**Stated exercise:**
Copy the listing starting at its beginning and ending at the line containing "115 118 L 213", replacing "wooden cabinet panel" with "oak cabinet door" and leaving everything else unchanged.

**Source material:**
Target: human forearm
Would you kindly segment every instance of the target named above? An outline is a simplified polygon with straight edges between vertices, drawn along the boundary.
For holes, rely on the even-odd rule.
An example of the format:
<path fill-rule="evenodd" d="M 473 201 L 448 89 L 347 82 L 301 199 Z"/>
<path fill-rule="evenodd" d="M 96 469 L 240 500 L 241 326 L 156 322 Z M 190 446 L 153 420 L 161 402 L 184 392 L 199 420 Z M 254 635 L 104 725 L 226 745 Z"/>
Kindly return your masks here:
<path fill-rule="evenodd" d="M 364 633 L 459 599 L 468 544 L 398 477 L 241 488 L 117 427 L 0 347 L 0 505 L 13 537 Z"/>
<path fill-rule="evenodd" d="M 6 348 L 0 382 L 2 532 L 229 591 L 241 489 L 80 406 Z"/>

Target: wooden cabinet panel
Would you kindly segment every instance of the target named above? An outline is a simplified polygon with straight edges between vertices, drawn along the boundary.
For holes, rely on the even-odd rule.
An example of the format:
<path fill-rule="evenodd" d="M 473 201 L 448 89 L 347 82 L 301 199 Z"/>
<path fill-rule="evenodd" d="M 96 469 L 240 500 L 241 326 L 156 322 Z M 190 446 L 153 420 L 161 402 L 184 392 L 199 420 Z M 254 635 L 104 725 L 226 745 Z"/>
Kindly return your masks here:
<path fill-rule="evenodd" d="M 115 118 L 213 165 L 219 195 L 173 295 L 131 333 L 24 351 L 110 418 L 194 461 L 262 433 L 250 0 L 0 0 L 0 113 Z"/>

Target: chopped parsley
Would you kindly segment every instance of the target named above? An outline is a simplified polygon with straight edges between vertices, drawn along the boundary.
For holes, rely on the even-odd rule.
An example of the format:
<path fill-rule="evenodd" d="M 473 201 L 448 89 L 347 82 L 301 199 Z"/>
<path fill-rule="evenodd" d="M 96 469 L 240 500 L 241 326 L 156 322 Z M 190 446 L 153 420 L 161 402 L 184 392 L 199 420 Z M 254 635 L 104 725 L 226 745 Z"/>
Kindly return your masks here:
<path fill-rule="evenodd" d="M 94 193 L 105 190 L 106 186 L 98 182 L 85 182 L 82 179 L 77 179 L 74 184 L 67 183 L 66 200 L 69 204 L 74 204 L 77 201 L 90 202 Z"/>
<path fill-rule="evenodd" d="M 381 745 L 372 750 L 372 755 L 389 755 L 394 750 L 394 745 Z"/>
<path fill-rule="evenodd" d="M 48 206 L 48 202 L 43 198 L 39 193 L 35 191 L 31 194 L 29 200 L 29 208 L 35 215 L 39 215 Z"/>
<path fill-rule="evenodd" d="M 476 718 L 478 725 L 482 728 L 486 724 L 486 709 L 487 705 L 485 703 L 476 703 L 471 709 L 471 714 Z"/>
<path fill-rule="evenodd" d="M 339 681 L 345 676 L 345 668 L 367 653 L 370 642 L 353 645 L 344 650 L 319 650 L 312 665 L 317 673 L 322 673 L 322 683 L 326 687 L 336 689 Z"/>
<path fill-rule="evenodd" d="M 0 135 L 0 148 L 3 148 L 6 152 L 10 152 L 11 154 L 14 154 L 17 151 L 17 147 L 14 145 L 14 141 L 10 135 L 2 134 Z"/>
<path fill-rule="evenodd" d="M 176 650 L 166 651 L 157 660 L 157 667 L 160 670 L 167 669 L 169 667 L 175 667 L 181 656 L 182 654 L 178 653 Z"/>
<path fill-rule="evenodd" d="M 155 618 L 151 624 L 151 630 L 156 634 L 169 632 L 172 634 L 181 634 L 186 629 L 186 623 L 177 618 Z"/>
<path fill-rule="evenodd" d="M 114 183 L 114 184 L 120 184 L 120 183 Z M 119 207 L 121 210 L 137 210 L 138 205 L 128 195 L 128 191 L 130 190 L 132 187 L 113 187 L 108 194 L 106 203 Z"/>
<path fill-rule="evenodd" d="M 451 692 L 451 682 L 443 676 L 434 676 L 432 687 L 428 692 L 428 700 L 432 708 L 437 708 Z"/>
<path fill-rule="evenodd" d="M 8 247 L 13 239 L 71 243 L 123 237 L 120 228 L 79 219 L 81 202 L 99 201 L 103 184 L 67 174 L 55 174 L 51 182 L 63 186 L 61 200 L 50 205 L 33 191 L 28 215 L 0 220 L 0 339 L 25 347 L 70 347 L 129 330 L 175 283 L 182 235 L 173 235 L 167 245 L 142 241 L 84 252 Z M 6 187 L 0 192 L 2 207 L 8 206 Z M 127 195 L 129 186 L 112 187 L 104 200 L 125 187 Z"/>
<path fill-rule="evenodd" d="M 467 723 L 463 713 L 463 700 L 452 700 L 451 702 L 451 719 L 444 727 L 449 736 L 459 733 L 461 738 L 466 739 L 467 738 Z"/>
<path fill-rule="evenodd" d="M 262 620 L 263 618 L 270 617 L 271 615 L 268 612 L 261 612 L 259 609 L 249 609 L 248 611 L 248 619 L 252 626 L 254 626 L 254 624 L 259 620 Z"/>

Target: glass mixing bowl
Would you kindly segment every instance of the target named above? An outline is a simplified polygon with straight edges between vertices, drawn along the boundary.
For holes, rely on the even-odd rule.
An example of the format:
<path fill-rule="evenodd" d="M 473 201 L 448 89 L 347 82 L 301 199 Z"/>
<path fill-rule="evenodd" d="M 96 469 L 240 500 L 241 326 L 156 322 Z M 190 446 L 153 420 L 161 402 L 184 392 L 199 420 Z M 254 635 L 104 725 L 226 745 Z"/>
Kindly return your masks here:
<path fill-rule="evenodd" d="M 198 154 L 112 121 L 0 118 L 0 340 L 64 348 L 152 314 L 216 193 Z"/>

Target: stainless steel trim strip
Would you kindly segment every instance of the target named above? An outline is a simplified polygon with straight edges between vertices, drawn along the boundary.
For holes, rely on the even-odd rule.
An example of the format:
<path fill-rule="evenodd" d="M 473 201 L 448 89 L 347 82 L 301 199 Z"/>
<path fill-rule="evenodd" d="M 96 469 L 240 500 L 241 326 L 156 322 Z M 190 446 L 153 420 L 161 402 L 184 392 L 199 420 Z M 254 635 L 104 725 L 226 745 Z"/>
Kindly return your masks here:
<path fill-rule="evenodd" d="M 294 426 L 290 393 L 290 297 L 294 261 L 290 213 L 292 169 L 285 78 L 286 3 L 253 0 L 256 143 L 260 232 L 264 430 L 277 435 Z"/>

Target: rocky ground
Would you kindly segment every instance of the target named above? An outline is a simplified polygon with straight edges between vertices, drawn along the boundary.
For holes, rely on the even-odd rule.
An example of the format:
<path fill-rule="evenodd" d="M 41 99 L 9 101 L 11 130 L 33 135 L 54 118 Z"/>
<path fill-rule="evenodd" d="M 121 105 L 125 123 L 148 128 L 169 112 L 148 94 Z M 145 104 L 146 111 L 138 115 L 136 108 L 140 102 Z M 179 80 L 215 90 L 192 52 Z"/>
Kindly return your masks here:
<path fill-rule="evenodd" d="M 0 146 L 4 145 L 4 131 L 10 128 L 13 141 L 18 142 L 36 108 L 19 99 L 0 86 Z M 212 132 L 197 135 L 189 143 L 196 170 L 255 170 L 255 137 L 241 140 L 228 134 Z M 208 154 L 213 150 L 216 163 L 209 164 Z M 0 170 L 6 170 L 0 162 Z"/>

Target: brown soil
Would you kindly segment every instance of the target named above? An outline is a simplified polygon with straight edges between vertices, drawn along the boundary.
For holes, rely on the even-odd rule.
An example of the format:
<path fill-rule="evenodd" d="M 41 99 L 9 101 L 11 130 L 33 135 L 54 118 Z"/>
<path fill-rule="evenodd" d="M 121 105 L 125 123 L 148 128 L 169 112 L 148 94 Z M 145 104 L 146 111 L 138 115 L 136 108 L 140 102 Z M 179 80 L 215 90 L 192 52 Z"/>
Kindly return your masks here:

**Answer to this task:**
Target: human forearm
Would you kindly segment every instance of the target named above? An outline is a simplified polygon with straight edges between vertices, drawn along the boundary.
For holes, rely on the even-odd rule.
An example of the format:
<path fill-rule="evenodd" d="M 473 201 L 448 89 L 347 82 L 301 199 Z"/>
<path fill-rule="evenodd" d="M 96 469 L 240 500 L 241 326 L 156 322 Z M 190 446 L 153 420 L 161 402 L 184 392 L 199 420 Z M 254 635 L 104 725 L 226 745 Z"/>
Kindly return your masks here:
<path fill-rule="evenodd" d="M 364 633 L 459 599 L 468 544 L 398 477 L 241 488 L 117 427 L 0 347 L 0 505 L 13 537 Z"/>
<path fill-rule="evenodd" d="M 6 348 L 0 382 L 2 532 L 229 591 L 241 489 L 80 406 Z"/>

Target: oak cabinet door
Would you kindly segment every instance of the target named above? An outline is a simplified polygon with straight edges between vertices, drawn along the boundary.
For holes, rely on the even-odd rule.
An example of the format:
<path fill-rule="evenodd" d="M 473 201 L 448 89 L 347 82 L 301 199 Z"/>
<path fill-rule="evenodd" d="M 96 469 L 240 500 L 241 326 L 156 322 Z M 190 446 L 153 420 L 161 402 L 184 392 L 199 420 Z M 254 635 L 104 725 L 226 745 Z"/>
Kindly return your masks here:
<path fill-rule="evenodd" d="M 115 118 L 213 165 L 219 195 L 173 295 L 131 333 L 24 351 L 110 418 L 194 461 L 262 433 L 250 0 L 0 0 L 0 113 Z"/>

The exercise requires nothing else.